> [PASSAGE PROVIDED]:

[Start of section]

A cytomegalovirus virus variant dangerous to unborn children can be found with a test. The mother can then take medication. That you should stay away from the litter box and raw meat when you are pregnant is something most women know. But that during the first three months you should also watch out for runny nose with cytomegalovirus is less well known. With a new way to detect this herpes variant, pregnant women may eventually be able to reduce the risks of complications.


The NIPT, a blood test for chromosal abnormalities in the fetus, can show whether pregnant women are infected with the virus. In the future, women may then be able to receive antiviral drugs to protect the fetus, Radboudumc researchers write this week in eBioMedicine .

Prof. Dr. E. Sistermans and Dr. J. Linthorst, both affiliated with the Department of Human Genetics and the Amsterdam Reproduction and Development Research Institute at Amsterdam UMC, are final authors of this article.

Antiviral drug


Almost everyone gets infected with CMV at some point, often without much notice. At most, healthy people feel a little fluish when they get it. For a fetus in the first three months of pregnancy, the virus is more dangerous. In pregnant women with an active infection in the first trimester, about 35 percent of fetuses become infected. In the Netherlands, about 1,000 children a year are born with an infection, 180 of them with permanent consequences, such as hearing impairment or developmental delay. A small proportion of infected fetuses die before birth.

Because there was no treatment until recently, pregnant women are not routinely offered a CMV test. "But now there are foreign studies showing that if you treat the mother early in pregnancy with an antiviral drug, you can largely prevent it from passing from mother to child," says researcher Brigitte Faas.

That the virus can now be kept away from the fetus prompted the Radboudumc, together with Amsterdam UMC and ErasmusMC, to see if it could be detected with a NIPT. The researchers were able to use nationwide data from 200,000 tests. In less than 1 percent of the samples, they found cytomegalovirus. Using a pcr test - known from Covid-19 - they were able to confirm that the NIPT gives reliable results.

Tenth week


NIPT is ideally suited for this virus testing because it is already in the package of prenatal testing. Since 2017, all pregnant women in the Netherlands can have a Non-Invasive Prenatal Test (NIPT) done to see if there is an increased risk of, for example, Down syndrome. In one go, the blood can then be checked for cytomegalo virus.

Women are offered the NIPT from the tenth week. Then they have until the fourteenth week to start taking antiviral drugs if they turn out to be infected. "Until then, transmission is probably still preventable," says Faas.

One problem: of all pregnant women, less than half now use NIPT. Faas: "A follow-up study should also examine how those forty percent can still be offered screening for this virus."

[End of section]

> [BRIEF A]:
From the article on cytomegalovirus testing, copy everything from "Because there was" down to "gives reliable results.".
> [BRIEF B]:
Answer these questions using the article on cytomegalovirus testing:
(i) In which journal did the Radboudumc researchers publish their findings?
(ii) Since what year have all pregnant women in the Netherlands been able to have a NIPT done?
(iii) By which week of pregnancy do infected women have to start taking antiviral drugs?

[Saved entries]
[Start of section]

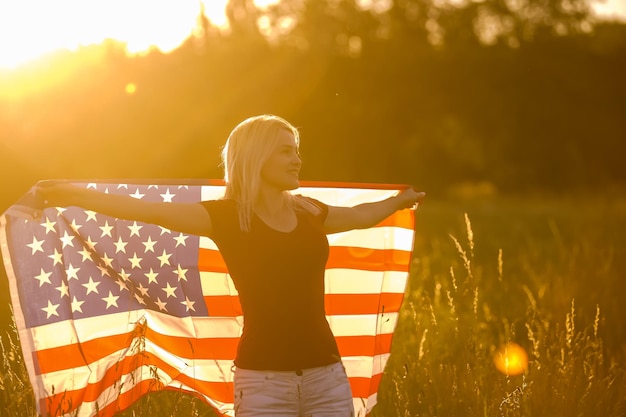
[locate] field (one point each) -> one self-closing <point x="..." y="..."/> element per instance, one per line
<point x="546" y="274"/>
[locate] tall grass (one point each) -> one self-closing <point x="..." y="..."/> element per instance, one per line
<point x="546" y="275"/>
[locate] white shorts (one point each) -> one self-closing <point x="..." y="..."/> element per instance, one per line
<point x="316" y="392"/>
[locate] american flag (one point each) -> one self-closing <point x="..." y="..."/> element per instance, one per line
<point x="108" y="309"/>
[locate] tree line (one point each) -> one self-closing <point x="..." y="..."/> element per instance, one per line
<point x="522" y="96"/>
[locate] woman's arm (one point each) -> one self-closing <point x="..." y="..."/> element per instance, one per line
<point x="362" y="216"/>
<point x="191" y="218"/>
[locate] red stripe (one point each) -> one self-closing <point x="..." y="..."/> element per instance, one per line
<point x="364" y="387"/>
<point x="350" y="304"/>
<point x="340" y="257"/>
<point x="66" y="357"/>
<point x="369" y="259"/>
<point x="364" y="345"/>
<point x="223" y="305"/>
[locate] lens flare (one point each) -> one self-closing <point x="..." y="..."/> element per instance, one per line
<point x="511" y="359"/>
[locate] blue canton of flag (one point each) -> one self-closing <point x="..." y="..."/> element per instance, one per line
<point x="83" y="264"/>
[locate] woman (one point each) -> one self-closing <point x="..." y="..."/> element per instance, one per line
<point x="275" y="247"/>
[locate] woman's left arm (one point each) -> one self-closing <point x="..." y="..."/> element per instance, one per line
<point x="362" y="216"/>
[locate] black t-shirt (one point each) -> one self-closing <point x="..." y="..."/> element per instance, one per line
<point x="280" y="280"/>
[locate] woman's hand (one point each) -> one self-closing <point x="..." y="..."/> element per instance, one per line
<point x="409" y="198"/>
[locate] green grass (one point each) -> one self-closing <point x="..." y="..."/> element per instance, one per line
<point x="545" y="274"/>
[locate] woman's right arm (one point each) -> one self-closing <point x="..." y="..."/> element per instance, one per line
<point x="190" y="218"/>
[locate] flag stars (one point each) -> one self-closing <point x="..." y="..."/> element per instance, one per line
<point x="91" y="286"/>
<point x="64" y="290"/>
<point x="164" y="258"/>
<point x="182" y="273"/>
<point x="142" y="290"/>
<point x="181" y="239"/>
<point x="57" y="258"/>
<point x="151" y="276"/>
<point x="71" y="272"/>
<point x="149" y="245"/>
<point x="120" y="245"/>
<point x="135" y="261"/>
<point x="134" y="229"/>
<point x="111" y="300"/>
<point x="77" y="305"/>
<point x="75" y="227"/>
<point x="167" y="197"/>
<point x="66" y="240"/>
<point x="43" y="277"/>
<point x="169" y="291"/>
<point x="188" y="304"/>
<point x="51" y="310"/>
<point x="36" y="246"/>
<point x="49" y="225"/>
<point x="106" y="230"/>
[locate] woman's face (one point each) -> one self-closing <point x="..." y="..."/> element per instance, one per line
<point x="282" y="167"/>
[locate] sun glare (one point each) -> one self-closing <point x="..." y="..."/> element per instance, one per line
<point x="30" y="29"/>
<point x="511" y="359"/>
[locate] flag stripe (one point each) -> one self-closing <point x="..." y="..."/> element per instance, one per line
<point x="339" y="257"/>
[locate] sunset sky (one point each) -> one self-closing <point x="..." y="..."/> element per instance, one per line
<point x="26" y="35"/>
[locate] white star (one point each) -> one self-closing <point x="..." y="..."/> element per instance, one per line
<point x="36" y="245"/>
<point x="137" y="194"/>
<point x="43" y="277"/>
<point x="90" y="243"/>
<point x="67" y="240"/>
<point x="124" y="275"/>
<point x="149" y="244"/>
<point x="188" y="304"/>
<point x="91" y="286"/>
<point x="51" y="310"/>
<point x="107" y="261"/>
<point x="120" y="245"/>
<point x="104" y="271"/>
<point x="182" y="273"/>
<point x="111" y="300"/>
<point x="134" y="229"/>
<point x="57" y="257"/>
<point x="76" y="305"/>
<point x="85" y="253"/>
<point x="169" y="291"/>
<point x="142" y="290"/>
<point x="106" y="229"/>
<point x="161" y="304"/>
<point x="63" y="289"/>
<point x="167" y="197"/>
<point x="135" y="262"/>
<point x="122" y="285"/>
<point x="139" y="299"/>
<point x="49" y="225"/>
<point x="180" y="239"/>
<point x="165" y="258"/>
<point x="151" y="276"/>
<point x="71" y="272"/>
<point x="75" y="227"/>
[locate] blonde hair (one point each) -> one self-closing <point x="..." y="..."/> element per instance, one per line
<point x="248" y="146"/>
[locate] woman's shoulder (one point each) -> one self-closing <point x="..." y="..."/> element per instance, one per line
<point x="311" y="206"/>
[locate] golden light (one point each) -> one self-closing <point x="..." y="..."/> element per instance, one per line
<point x="511" y="359"/>
<point x="30" y="29"/>
<point x="131" y="88"/>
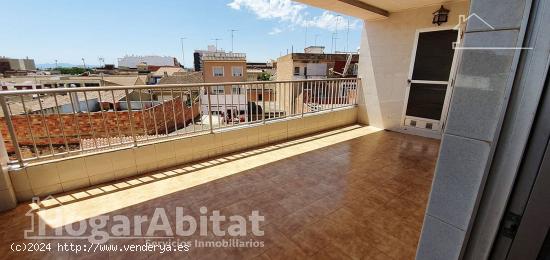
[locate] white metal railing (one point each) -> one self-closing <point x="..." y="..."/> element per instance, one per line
<point x="59" y="122"/>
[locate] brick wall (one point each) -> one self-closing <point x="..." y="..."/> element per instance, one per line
<point x="52" y="127"/>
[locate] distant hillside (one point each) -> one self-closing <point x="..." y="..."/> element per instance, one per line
<point x="62" y="65"/>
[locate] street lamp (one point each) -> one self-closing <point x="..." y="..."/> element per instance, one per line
<point x="182" y="52"/>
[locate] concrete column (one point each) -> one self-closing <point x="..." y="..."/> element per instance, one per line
<point x="7" y="195"/>
<point x="480" y="99"/>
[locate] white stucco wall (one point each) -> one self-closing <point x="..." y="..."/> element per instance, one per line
<point x="384" y="62"/>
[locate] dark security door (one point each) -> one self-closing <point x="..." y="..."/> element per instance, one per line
<point x="428" y="88"/>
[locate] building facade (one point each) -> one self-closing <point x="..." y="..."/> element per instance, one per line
<point x="132" y="62"/>
<point x="228" y="101"/>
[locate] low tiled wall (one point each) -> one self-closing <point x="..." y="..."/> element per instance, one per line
<point x="63" y="175"/>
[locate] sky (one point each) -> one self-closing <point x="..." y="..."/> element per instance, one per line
<point x="69" y="30"/>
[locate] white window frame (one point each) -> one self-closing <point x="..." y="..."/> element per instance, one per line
<point x="237" y="67"/>
<point x="218" y="90"/>
<point x="214" y="71"/>
<point x="237" y="88"/>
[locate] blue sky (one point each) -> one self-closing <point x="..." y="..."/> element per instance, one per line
<point x="68" y="30"/>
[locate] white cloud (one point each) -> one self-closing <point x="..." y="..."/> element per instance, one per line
<point x="292" y="13"/>
<point x="329" y="21"/>
<point x="275" y="31"/>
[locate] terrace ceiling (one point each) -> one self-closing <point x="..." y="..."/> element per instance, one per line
<point x="371" y="9"/>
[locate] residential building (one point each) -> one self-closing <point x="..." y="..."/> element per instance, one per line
<point x="133" y="62"/>
<point x="228" y="100"/>
<point x="197" y="56"/>
<point x="255" y="69"/>
<point x="10" y="66"/>
<point x="159" y="72"/>
<point x="442" y="154"/>
<point x="315" y="64"/>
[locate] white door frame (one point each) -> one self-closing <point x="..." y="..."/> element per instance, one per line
<point x="435" y="132"/>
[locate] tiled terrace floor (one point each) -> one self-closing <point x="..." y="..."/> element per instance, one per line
<point x="353" y="193"/>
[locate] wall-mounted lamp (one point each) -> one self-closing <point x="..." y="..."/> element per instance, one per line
<point x="440" y="16"/>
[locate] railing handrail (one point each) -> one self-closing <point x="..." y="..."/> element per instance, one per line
<point x="68" y="132"/>
<point x="152" y="87"/>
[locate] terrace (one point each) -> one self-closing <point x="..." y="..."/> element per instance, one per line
<point x="340" y="168"/>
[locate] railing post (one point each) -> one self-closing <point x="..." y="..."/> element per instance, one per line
<point x="303" y="98"/>
<point x="11" y="130"/>
<point x="209" y="110"/>
<point x="263" y="102"/>
<point x="130" y="115"/>
<point x="332" y="95"/>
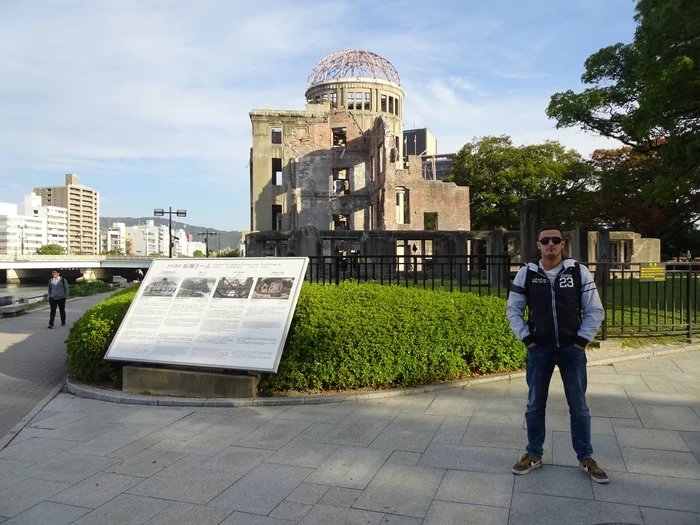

[End of section]

> [ANSWER BOX A]:
Because there was no treatment until recently, pregnant women are not routinely offered a CMV test. "But now there are foreign studies showing that if you treat the mother early in pregnancy with an antiviral drug, you can largely prevent it from passing from mother to child," says researcher Brigitte Faas.

That the virus can now be kept away from the fetus prompted the Radboudumc, together with Amsterdam UMC and ErasmusMC, to see if it could be detected with a NIPT. The researchers were able to use nationwide data from 200,000 tests. In less than 1 percent of the samples, they found cytomegalovirus. Using a pcr test - known from Covid-19 - they were able to confirm that the NIPT gives reliable results.

> [ANSWER BOX B]:
(i) eBioMedicine
(ii) 2017
(iii) The fourteenth week